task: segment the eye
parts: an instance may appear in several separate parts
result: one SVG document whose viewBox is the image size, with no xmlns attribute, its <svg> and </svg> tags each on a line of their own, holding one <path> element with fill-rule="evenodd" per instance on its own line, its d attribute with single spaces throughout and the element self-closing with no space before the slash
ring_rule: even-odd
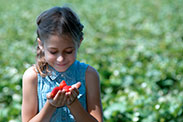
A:
<svg viewBox="0 0 183 122">
<path fill-rule="evenodd" d="M 57 51 L 49 51 L 51 54 L 56 54 Z"/>
<path fill-rule="evenodd" d="M 71 54 L 73 51 L 65 51 L 66 54 Z"/>
</svg>

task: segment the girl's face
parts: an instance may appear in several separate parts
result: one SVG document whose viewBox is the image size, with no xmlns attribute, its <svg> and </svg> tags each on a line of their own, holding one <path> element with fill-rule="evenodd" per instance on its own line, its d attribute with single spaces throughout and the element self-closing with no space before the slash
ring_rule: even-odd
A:
<svg viewBox="0 0 183 122">
<path fill-rule="evenodd" d="M 43 49 L 46 62 L 58 72 L 66 71 L 76 60 L 77 49 L 69 37 L 50 36 Z"/>
</svg>

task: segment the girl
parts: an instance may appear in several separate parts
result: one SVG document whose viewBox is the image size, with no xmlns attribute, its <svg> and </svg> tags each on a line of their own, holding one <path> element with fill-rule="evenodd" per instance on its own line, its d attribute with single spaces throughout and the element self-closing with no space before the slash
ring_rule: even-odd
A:
<svg viewBox="0 0 183 122">
<path fill-rule="evenodd" d="M 37 18 L 36 65 L 23 75 L 23 122 L 103 121 L 97 71 L 76 60 L 83 25 L 68 7 L 54 7 Z M 70 92 L 52 89 L 65 80 Z"/>
</svg>

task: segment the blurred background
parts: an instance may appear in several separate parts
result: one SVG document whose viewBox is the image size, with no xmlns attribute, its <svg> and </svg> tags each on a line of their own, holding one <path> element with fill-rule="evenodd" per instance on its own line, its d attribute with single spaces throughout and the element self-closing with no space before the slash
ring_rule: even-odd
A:
<svg viewBox="0 0 183 122">
<path fill-rule="evenodd" d="M 101 80 L 106 122 L 183 122 L 183 0 L 1 0 L 0 122 L 20 122 L 36 17 L 70 6 L 84 24 L 78 60 Z"/>
</svg>

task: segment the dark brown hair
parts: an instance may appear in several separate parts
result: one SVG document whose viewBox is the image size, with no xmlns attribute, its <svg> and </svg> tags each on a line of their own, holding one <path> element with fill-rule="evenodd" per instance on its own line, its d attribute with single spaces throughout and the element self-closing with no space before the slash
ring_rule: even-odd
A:
<svg viewBox="0 0 183 122">
<path fill-rule="evenodd" d="M 37 18 L 37 38 L 42 44 L 50 35 L 69 36 L 76 47 L 83 38 L 83 25 L 79 17 L 69 7 L 53 7 L 44 11 Z M 50 71 L 45 60 L 44 51 L 37 45 L 36 69 L 45 77 Z"/>
</svg>

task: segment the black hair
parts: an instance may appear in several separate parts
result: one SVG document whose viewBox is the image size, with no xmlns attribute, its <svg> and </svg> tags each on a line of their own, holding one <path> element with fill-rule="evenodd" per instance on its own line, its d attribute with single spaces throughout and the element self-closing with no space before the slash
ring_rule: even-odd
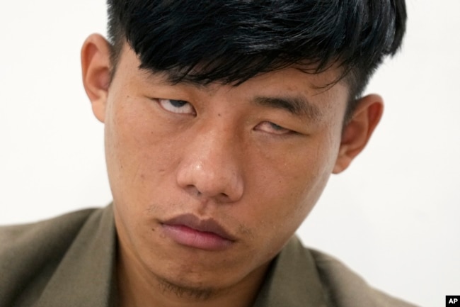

__Exercise requirements__:
Which lines in the data above contain the word "task"? Copy each of those lines in full.

__The output__:
task: segment the eye
task: segment the girl's face
task: segment the girl
task: segment the blurred background
task: segment the dark brown hair
task: segment the black hair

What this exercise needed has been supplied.